To see that probability is so greatly misunderstood one has only to look at the Monty Hall problem. Wikipedia has a good entry on this and, frankly, the results are counter-intuitive such that mathematicians have argued about it furiously. To see more of this, there are articles in, I think, the current issue of either Mathematics Magazine or the College Mathematics Journal. Plus, the Mathematical Intelligensia just had an article about Bayesian methods that also shows the counter-intuitive nature of this approach.

With reference to statistics, we can see the shortcomings in a simple example if we look at a data, say some sampling, and compute (blindly) the mean and standard deviation. These calculations are simple to do, but to use them as a descriptor means the data have to be Gaussian and sometimes data are and sometimes they are not. Yet, how often do we see a plot of data with the Gaussian overlaid so that one can see (and with analysis, know) if the Gaussian is the right distribution. Not often. (For that matter, how often does a reader even have the raw data for his/her own analysis?)

In short, Mr. Siegfried is doing science a service by pointing out the issues with statistics and probability. Hopefully, scientists will be more careful to report just what a statistic implies AND what it does not imply.

Brian, you, too, are doing us all a service with your posts and comments.

• _Extracted material_
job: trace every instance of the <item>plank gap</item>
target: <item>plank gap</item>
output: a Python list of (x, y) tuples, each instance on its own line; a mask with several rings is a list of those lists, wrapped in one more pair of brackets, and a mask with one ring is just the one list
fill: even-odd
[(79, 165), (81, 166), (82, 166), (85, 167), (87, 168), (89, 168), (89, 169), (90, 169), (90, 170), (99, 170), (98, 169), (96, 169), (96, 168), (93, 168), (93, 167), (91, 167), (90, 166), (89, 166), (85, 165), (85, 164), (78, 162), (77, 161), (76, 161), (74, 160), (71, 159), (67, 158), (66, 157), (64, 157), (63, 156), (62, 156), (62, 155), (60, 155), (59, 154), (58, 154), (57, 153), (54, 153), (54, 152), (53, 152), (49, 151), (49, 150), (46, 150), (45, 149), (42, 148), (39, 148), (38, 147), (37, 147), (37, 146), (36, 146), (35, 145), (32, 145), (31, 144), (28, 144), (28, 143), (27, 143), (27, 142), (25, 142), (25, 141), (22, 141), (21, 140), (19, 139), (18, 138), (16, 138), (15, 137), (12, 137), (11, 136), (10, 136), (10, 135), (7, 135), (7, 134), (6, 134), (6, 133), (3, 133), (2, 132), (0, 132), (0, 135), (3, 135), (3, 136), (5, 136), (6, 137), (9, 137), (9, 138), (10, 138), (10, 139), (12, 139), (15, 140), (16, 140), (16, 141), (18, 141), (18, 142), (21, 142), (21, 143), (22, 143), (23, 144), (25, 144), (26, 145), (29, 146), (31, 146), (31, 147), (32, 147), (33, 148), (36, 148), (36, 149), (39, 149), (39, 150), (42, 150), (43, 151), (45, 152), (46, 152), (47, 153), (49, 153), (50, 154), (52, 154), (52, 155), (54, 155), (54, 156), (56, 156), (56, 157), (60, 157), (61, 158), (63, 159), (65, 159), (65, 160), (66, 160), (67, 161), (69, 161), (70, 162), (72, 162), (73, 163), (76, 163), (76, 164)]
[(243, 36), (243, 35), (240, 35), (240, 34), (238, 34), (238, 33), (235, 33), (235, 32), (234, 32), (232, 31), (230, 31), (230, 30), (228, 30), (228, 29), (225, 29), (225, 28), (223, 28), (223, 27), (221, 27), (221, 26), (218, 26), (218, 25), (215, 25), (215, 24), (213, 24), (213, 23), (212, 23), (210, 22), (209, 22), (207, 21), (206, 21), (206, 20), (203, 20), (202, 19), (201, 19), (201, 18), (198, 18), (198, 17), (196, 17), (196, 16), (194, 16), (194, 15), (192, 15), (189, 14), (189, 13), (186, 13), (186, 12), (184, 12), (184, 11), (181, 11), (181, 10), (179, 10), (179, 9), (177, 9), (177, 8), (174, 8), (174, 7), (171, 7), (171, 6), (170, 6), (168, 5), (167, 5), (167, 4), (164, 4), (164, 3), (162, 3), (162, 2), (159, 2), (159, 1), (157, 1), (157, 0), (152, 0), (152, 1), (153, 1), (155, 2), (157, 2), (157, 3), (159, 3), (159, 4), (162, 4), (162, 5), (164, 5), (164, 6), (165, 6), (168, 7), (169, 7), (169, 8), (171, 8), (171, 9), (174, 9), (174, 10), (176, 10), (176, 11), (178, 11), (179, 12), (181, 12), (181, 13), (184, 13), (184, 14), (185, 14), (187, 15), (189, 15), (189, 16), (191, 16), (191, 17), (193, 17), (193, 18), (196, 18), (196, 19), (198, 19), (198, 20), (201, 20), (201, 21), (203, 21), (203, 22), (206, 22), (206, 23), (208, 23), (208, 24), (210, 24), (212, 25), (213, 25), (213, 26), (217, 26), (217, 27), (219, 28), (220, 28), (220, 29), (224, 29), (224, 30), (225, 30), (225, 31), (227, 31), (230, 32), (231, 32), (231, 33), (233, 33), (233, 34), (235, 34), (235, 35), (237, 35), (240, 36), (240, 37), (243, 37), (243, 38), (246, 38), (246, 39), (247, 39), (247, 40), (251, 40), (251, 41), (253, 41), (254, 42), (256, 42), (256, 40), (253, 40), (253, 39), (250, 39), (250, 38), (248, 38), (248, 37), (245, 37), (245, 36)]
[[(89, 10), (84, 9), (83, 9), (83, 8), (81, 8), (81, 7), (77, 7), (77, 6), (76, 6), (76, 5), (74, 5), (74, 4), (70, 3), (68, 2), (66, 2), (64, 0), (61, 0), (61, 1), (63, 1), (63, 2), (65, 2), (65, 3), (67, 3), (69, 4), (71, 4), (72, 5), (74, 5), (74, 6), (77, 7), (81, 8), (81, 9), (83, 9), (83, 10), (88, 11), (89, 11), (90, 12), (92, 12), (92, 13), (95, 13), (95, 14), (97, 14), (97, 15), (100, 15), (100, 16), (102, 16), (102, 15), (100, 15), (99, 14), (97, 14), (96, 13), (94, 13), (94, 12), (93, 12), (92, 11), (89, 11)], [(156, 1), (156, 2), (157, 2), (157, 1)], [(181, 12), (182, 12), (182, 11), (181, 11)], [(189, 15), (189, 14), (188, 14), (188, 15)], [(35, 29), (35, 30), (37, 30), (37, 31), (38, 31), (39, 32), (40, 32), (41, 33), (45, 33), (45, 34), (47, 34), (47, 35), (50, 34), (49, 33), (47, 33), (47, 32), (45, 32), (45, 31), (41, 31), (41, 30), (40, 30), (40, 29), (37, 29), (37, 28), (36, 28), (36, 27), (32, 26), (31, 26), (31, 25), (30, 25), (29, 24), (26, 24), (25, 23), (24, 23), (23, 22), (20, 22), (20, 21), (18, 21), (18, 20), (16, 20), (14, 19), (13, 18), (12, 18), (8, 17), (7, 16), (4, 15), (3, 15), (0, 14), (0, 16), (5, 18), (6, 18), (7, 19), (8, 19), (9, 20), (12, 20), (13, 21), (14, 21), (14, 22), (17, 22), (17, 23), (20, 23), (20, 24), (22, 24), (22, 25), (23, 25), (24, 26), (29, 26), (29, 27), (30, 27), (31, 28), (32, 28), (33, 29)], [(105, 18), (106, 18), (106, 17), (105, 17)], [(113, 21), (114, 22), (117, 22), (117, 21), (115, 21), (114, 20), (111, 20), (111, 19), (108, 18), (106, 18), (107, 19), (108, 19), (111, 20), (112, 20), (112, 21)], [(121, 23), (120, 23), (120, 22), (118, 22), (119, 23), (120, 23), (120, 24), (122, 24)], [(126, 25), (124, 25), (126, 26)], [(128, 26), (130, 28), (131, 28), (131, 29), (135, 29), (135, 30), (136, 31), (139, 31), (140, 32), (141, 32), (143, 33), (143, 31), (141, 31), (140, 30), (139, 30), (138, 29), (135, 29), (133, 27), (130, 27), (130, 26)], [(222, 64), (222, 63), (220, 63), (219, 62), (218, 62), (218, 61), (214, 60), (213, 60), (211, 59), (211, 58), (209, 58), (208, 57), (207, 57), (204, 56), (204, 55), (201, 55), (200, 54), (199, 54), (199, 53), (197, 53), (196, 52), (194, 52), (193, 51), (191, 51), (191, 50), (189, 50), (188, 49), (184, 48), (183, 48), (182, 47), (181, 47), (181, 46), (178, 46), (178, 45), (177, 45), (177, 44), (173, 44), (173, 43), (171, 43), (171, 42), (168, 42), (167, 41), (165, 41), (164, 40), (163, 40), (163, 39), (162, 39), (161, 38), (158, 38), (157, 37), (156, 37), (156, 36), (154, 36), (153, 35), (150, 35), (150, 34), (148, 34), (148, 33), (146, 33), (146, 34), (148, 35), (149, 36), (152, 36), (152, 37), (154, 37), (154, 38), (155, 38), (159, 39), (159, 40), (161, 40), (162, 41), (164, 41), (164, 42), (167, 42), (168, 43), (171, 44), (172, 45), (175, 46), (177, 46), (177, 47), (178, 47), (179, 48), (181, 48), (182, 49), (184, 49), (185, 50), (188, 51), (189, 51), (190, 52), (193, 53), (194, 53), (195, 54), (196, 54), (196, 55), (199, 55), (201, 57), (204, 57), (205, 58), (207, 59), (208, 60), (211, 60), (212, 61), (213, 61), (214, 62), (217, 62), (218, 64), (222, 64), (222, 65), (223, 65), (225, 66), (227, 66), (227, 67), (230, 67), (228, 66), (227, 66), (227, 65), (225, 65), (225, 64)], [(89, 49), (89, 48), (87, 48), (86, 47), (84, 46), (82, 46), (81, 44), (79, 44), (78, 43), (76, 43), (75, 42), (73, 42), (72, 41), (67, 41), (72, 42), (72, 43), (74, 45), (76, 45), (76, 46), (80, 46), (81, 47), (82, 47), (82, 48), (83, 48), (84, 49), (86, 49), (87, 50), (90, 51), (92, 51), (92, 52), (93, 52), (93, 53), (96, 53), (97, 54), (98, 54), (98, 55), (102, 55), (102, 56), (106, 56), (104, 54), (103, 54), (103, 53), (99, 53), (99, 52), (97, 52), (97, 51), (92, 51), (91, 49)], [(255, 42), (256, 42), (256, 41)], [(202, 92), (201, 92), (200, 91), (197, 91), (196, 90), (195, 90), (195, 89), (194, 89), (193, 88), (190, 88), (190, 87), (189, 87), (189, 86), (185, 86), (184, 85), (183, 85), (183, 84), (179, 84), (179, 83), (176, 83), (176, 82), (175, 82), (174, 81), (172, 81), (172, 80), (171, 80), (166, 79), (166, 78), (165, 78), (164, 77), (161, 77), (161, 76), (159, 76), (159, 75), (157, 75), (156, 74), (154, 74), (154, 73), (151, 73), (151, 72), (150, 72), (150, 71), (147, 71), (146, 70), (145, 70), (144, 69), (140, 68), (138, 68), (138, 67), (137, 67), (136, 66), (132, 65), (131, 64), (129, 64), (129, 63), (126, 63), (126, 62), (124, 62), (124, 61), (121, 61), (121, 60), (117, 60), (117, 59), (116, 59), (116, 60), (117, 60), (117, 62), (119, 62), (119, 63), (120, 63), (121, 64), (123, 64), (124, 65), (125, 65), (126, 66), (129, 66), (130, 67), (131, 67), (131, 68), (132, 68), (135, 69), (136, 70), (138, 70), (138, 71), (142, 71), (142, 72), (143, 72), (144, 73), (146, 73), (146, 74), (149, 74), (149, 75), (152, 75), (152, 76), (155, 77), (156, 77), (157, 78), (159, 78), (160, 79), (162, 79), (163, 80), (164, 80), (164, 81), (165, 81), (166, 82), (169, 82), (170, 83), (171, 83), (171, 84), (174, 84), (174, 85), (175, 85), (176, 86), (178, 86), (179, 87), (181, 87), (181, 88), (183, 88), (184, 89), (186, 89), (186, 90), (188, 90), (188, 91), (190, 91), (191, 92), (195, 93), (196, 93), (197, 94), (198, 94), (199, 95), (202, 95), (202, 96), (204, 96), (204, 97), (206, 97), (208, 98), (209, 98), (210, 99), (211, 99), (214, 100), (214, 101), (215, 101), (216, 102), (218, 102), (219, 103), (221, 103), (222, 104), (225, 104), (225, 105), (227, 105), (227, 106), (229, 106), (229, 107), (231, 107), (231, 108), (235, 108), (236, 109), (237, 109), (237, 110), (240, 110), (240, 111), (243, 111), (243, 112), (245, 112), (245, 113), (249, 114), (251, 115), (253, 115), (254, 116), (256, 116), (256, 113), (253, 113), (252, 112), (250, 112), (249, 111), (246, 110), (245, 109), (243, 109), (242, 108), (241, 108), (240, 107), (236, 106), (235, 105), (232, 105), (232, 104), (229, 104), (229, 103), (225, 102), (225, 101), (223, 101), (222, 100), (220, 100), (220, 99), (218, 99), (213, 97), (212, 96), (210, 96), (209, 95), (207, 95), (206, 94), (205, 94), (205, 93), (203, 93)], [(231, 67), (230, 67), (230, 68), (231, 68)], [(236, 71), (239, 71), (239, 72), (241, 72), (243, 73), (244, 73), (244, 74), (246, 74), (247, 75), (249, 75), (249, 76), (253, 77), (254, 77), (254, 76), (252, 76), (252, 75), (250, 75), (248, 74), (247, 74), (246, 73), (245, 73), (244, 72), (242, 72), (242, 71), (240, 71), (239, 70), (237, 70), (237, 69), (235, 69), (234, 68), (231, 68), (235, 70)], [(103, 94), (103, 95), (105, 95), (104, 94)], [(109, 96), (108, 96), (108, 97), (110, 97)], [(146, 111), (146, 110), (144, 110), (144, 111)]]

• _What you need to do_
**1.** Repeat, word for word, the stretch of the comment on probability and statistics from "To see that" through "of this approach.".
**2.** Answer these questions using the comment on probability and statistics:
(a) Which problem does the comment point to as showing how badly probability is misunderstood?
(b) What must be true of the data for the mean and standard deviation to be used as a descriptor?
(c) According to the comment, what is Mr. Siegfried doing by pointing out the issues with statistics and probability?
**3.** Pick up the comment on probability and statistics after its last sentence and continue it.
The material shown here comes from a separate source, unrelated to the comment on probability and statistics.

• _Task answers_
**1.**
To see that probability is so greatly misunderstood one has only to look at the Monty Hall problem. Wikipedia has a good entry on this and, frankly, the results are counter-intuitive such that mathematicians have argued about it furiously. To see more of this, there are articles in, I think, the current issue of either Mathematics Magazine or the College Mathematics Journal. Plus, the Mathematical Intelligensia just had an article about Bayesian methods that also shows the counter-intuitive nature of this approach.

**2.**
(a) The Monty Hall problem.
(b) The data have to be Gaussian.
(c) He is doing science a service.

**3.**
Frak: the lead-in of an article lays out the argument the author is trying to make, and is absolutely the most important part of any piece. If the rest of the article is inconsistent with the lead-in (which I agree is true in many spots), then the author has failed to support his thesis.
No one is saying that statistical methods do not have limitations. The so-called “facts” in the article are subject to similar limitations, and in most cases, he only gave one side of the issue. I find the analysis to be superficial - and he offers no semblance of a solution.

On a more serious note: Siegfried’s lead-in does make several inflammatory statements. The rest of the article is factual and discusses well-known mis-uses of statistical methods, including summaries and citations of more thorough research on the issue. I do not see how someone reading the article in its entirety could take your critique seriously.

But I believe there’s plenty of room for improvement in the kinds of statistical methods we use. Traditional statistics is stretched to its limits or beyond by some new types of data.